*TO-DO LIST*
**A.** In the Random fill email, reproduce the passage that begins at the words "I write to point" and stops after "a little faster.".
**B.** Rewrite the paragraph of the Random fill email that starts "Also, I recommend dd_rescue instead of dd" as a short list that keeps its main facts.

— Start of TEXT SHOWN —

From: test532@codingninjas.org
To: dm-crypt@saout.de, Stroker <dmcryptmailman@strokerville.com>
Subject: Re: [dm-crypt] Random fill
Date: Sun, 30 Aug 2009 16:54:54 -0400 [thread overview]
Message-ID: <200908301654.55335.test532@codingninjas.org> (raw)
In-Reply-To: <Mahogany-0.67.1-1936-20090830-160722.00@ming.ricknet.net>
I agree with Rick that one should use /dev/urandom (instead of encryption) due
to the enabling of known plaintext attacks as Rick points out otherwise. The
cost of taking more time is worth it and only paid once for the lifetime of
the drive.
But yes, using the 'following command' you describe will be many multiple
times faster. I found on all my machines that urandom only is able to do 2-3
megs/sec (per core), whereas dmcrypt is able to encrypt at a high percentage
to the full speed of the drive (60-100 megs/sec).
I write to point out something else though, something that may not be obvious
when using the urandom method. If you have a multiple core CPU, then you can
divide the time required by the amount of cpus you have by breaking up the
work into equal sized chunks and doing them in parallel, since by using
urandom the bottleneck is your cpu, not the disk. It appears that the urandom
code benefits from being called by mutiple CPUs -- and yes, I have tested
this, as it is how I do it, and I get twice the rate of fill (I have only 2
core machines) than if I do only one urandom to fill the whole disk. I can
only assume that this holds true for more than 2 cores also, as it is truly
twice as fast this way with 2 cores, not just a little faster.
Just use seek parameter on dd. Make one process of dd start at beginning, make
the other start in middle, and run them both at the same time.
Also, I recommend dd_rescue instead of dd, as I find dd gets slower and slower
as it goes (obviously leaks something as it runs for extended times) while
dd_rescue works great. Also with dd_rescue, you can and should use the -D flag
which causes it to use O_DIRECT when writing in order to prevent it from
filling your write buffer with this random output. This allows you to use your
system without its speed being affected much by the random filling process.
Also, for optimal results: Make sure to use a large block size (a few megs
works optimal for me, maybe bigger if your drives are faster). This prevents
the drive from having to seek often due to writing to multiple spots on the
disk at once.
Regards,
Sam
> On Sun, 30 Aug 2009 14:07:27 +0200 Heinz Diehl <htd@fancy-poultry.org>
wrote:
> > At Sat, 29 Aug 2009 15:58:58 -0400,
> >
> > Stroker wrote:
> > > My question is, wouldn't the following command fill my
> > > drives with randommess? Much more quickly than urandom?
> > >
> > > dd if=/dev/zero of=/dev/mapper/encrypted_sdb1
> >
> > Yes, with pseudorandomness just like urandom, as far as I know.

— End of TEXT SHOWN —
— Start of COLLECTED DATA —

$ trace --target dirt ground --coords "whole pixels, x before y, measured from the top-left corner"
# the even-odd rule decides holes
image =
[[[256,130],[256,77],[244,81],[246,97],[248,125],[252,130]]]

— End of COLLECTED DATA —

*EXPECTED OUTPUTS*
**A.**
I write to point out something else though, something that may not be obvious
when using the urandom method. If you have a multiple core CPU, then you can
divide the time required by the amount of cpus you have by breaking up the
work into equal sized chunks and doing them in parallel, since by using
urandom the bottleneck is your cpu, not the disk. It appears that the urandom
code benefits from being called by mutiple CPUs -- and yes, I have tested
this, as it is how I do it, and I get twice the rate of fill (I have only 2
core machines) than if I do only one urandom to fill the whole disk. I can
only assume that this holds true for more than 2 cores also, as it is truly
twice as fast this way with 2 cores, not just a little faster.

**B.**
- Use dd_rescue instead of dd.
- dd gets slower and slower over long runs and seems to leak something, while dd_rescue works well.
- With dd_rescue, use the -D flag. It makes writes use O_DIRECT, so the random output doesn't fill the write buffer.
- As a result, the system can still be used without the random fill slowing it much.